START
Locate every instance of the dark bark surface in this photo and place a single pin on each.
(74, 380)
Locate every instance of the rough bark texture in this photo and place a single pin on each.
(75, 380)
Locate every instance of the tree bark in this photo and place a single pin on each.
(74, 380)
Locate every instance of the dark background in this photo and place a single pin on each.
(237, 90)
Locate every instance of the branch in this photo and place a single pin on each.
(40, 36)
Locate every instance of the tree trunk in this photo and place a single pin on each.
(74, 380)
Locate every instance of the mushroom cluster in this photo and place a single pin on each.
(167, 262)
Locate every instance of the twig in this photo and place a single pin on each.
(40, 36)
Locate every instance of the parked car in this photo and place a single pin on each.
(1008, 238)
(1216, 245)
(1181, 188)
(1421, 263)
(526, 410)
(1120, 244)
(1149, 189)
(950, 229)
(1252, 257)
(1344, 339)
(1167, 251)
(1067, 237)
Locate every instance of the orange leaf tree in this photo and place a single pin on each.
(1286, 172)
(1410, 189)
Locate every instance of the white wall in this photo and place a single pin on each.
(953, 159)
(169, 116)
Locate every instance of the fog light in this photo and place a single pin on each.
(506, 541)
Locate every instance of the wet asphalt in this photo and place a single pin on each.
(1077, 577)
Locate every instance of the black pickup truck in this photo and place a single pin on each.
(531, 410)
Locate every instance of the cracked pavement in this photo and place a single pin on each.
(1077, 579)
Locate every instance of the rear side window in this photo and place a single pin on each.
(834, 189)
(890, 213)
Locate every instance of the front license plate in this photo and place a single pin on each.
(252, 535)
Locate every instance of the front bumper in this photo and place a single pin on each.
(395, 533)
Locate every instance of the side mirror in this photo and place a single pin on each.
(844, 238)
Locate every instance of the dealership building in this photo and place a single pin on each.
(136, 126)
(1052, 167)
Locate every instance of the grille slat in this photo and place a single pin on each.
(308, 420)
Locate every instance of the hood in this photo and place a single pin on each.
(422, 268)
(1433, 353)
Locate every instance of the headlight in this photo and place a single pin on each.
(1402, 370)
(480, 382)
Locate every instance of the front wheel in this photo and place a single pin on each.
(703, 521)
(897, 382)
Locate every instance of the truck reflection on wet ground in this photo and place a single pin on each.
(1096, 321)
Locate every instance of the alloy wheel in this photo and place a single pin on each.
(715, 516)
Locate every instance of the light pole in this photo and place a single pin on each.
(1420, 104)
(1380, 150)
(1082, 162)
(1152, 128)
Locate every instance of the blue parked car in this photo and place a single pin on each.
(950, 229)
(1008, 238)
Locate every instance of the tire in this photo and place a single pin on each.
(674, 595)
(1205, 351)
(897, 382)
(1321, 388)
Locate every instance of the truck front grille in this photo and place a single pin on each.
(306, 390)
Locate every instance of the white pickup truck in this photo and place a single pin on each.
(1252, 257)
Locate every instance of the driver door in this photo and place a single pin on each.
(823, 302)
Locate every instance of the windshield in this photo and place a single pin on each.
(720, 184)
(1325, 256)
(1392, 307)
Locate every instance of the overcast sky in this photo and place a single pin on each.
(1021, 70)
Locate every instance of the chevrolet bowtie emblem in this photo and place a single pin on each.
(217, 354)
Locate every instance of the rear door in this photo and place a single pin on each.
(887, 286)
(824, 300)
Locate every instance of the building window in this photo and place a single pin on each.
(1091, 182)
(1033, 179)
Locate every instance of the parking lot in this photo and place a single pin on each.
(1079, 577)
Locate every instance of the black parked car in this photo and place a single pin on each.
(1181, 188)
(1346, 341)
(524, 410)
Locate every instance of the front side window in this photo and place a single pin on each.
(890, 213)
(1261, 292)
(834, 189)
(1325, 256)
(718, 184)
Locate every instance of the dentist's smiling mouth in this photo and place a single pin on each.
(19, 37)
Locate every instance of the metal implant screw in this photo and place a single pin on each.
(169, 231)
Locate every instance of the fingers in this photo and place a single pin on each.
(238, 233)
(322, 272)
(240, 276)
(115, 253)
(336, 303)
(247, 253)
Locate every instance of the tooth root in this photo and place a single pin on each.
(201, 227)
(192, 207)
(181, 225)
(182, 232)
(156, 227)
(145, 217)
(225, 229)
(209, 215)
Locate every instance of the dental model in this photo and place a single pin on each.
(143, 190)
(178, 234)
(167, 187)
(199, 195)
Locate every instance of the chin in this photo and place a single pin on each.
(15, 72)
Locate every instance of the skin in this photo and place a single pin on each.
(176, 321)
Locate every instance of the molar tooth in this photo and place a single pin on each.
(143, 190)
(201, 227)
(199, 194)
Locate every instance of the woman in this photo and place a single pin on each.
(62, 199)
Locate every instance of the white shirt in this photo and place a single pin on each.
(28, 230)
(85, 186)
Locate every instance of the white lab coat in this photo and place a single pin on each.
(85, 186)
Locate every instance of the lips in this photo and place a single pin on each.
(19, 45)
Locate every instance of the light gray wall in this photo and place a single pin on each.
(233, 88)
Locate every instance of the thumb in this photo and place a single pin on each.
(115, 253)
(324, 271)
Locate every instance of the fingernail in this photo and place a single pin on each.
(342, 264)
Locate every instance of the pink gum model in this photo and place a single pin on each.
END
INSTRUCTIONS TO FOLLOW
Rewrite the lines from the one with "Locate every instance of the thumb" through the last line, swapping "place a single pin" for "put one marker" and leaving everything else unchanged.

WRITTEN SOLUTION
Locate every instance of the thumb in this photo and put one marker on each.
(115, 253)
(324, 271)
Locate every instance of the fingernail in this photo and put one marker on each.
(342, 264)
Locate every instance of the pink gum model in this photo and put one marker on each.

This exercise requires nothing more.